**TRECHO FORNECIDO:**
Então, desbravar um jeito diferente de ser, abraçando a experiência e sempre respeitando alguns acordos coletivos de convivência e respeito, passa a ser um caminho possível, concreto, respeitando os limites individuais de suficiência. No Ipefem, você não vai nos ouvir dizer “trabalhe enquanto eles dormem” ou “basta mudar seu pensamento e tudo muda”, por que não, não é verdade. Isso só troca uma opressão pela outra, porque você fica “caramba, as coisas continuam dando errado porque eu não consigo nem mudar meu mindset“, e a sensação de fracasso vai ficando cada vez maior e paralisa os movimentos em direção a melhores comportamentos.

É desse jeito que a gente constrói, além dos ambientes emocionalmente seguros, como eu chamo, os ambientes de coragem, porque nem todo lugar vai ser seguro no sentido de acolher nossas vulnerabilidades. E, se cada vez mais pessoas se engajarem nessa direção, chegaremos mais rápido ao resultado do centésimo macaco, quando um comportamento coletivo se transforma e temos uma modificação do status quo que beneficia todo mundo. Nós não vamos ver os problemas relacionados a gênero resolvidos na nossa geração, mas nós abrimos e pavimentamos o caminho para quem vem depois continuar o trabalho.

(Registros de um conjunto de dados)
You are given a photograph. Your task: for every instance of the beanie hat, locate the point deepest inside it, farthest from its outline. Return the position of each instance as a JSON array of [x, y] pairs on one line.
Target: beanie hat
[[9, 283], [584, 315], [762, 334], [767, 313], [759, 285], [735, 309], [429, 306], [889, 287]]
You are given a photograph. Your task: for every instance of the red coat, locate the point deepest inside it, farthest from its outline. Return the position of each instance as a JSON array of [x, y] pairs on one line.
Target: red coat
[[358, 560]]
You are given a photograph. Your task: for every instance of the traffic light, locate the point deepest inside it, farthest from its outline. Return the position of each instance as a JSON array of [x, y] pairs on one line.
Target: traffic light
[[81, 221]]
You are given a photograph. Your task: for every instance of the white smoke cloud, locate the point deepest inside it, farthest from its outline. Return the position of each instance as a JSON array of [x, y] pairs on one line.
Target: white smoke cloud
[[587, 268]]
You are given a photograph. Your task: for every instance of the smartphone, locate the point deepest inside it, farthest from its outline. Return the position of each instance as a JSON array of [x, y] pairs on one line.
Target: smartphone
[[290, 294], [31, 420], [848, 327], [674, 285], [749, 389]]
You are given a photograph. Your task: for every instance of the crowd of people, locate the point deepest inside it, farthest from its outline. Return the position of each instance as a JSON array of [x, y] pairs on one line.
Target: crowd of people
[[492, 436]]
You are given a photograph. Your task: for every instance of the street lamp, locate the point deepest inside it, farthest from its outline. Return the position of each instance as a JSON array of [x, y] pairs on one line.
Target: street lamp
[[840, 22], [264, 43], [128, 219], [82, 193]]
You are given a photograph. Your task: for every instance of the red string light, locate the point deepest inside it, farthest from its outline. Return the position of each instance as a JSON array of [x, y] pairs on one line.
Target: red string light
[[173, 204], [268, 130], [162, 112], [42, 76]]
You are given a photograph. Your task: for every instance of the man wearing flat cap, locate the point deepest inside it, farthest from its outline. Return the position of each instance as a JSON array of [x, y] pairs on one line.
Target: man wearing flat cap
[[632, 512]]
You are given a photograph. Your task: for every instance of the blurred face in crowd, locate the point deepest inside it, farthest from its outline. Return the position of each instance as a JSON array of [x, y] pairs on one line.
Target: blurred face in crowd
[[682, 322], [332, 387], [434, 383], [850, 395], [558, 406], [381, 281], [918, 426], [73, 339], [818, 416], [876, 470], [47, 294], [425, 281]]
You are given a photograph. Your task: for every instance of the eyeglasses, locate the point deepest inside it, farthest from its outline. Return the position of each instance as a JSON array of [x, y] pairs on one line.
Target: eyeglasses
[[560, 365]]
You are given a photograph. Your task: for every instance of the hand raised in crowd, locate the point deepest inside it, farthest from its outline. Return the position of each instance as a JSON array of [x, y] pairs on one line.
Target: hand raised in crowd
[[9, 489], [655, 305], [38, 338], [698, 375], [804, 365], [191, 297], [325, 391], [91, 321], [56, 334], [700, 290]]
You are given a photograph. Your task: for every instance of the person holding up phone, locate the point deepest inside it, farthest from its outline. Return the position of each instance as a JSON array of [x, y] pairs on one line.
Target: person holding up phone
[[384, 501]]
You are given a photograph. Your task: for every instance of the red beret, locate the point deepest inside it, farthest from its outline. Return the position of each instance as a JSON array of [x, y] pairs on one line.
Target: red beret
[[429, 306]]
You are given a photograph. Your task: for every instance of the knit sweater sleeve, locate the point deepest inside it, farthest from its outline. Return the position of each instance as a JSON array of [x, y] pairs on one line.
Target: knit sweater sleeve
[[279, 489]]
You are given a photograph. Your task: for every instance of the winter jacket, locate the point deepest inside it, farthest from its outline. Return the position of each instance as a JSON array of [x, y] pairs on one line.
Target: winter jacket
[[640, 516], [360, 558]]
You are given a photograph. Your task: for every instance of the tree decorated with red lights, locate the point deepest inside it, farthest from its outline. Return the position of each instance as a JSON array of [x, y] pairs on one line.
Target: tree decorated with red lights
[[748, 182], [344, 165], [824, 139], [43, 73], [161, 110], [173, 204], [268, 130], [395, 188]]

**DETALHES DO PROBLEMA:**
Segundo o trecho, o que se constrói além dos ambientes emocionalmente seguros?

**SOLUÇÃO ESCRITA:**
Os ambientes de coragem.